[Items from a point labeling set]
══════

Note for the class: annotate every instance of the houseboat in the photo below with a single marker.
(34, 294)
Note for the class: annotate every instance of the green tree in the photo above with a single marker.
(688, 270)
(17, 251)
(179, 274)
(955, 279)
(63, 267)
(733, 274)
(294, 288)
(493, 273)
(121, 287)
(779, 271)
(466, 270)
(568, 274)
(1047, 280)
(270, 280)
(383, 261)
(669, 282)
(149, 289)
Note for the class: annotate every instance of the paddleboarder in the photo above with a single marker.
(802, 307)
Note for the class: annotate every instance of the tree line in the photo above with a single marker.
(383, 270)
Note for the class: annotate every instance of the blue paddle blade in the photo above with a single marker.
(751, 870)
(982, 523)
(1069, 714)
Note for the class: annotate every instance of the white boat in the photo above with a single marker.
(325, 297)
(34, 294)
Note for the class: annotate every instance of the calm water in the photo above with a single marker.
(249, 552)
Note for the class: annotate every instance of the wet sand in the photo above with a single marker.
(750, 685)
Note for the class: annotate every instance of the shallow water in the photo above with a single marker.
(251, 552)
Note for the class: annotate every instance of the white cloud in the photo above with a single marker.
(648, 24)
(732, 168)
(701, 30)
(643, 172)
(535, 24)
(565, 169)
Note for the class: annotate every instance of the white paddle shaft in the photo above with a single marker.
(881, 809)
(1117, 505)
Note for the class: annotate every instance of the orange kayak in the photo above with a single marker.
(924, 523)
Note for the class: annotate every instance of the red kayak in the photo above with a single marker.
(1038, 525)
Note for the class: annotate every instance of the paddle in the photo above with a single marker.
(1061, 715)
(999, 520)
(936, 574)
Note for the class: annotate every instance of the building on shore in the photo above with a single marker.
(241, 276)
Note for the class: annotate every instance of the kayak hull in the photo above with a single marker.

══════

The problem => Can you rewrite every one of the items above, swapping "single marker" for "single dot" and changing nothing else?

Solution for this problem =>
Note for the class: annotate every instance of the houseboat in the photo below with a single dot.
(34, 294)
Note for the class: annotate every instance of the green tree in the photo above with a single dot.
(688, 270)
(17, 251)
(179, 274)
(955, 279)
(63, 267)
(733, 274)
(294, 288)
(493, 273)
(121, 287)
(779, 271)
(466, 270)
(568, 274)
(1047, 280)
(270, 280)
(383, 261)
(669, 282)
(149, 289)
Note for the class: annotate every instance of the paddleboarder in the photo above with a single dot.
(802, 307)
Note for the class: annotate every instance of the tree line in the photo above with a single dot.
(383, 270)
Note for the class: annotate every instance of the blue paddle blade in the photo above with a single dot.
(751, 870)
(982, 523)
(1069, 714)
Note for the class: annotate every instance of the white boat in the photo above with a single dot.
(325, 297)
(34, 294)
Note for the class: annotate every instance of the calm water in the photo above with a single dot.
(249, 552)
Note for the class: annotate every instance of the wet sand in the photo above with a single dot.
(750, 685)
Note for the class: annotate every instance of the shallow water in the photo above with a single dot.
(251, 552)
Note for the class: annotate every instance of the white cloud in the photo above with a single dot.
(648, 24)
(732, 168)
(701, 30)
(643, 172)
(535, 24)
(565, 169)
Note for the class: annotate every instance of the white paddle shaft in the photo above with a single dot.
(881, 809)
(1117, 505)
Note for the class: annotate every instance of the orange kayak in the photo above with a single dot.
(924, 523)
Note for the class: annotate every instance of the red kayak in the photo above with a single dot.
(1038, 525)
Note for the class: annotate every instance of the paddle in the photo above with a single dot.
(1061, 715)
(999, 520)
(936, 574)
Note for the class: annotate every instance of the building on shore in the photo above with a single dot.
(241, 276)
Note for the class: annotate every instance of the kayak hull in the photo above with a single dot.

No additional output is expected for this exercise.